▸ **Exercise brief**:
Write out the entire listing below, line for line, without changing a single character.

(Coordinate labeling data)
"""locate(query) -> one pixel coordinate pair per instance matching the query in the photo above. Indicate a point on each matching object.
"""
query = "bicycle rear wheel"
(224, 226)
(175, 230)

▸ **Answer to the exercise**:
"""locate(query) -> one pixel coordinate pair per instance matching the query in the photo above. Indicate a point on each matching object.
"""
query = "bicycle rear wheel"
(224, 226)
(175, 230)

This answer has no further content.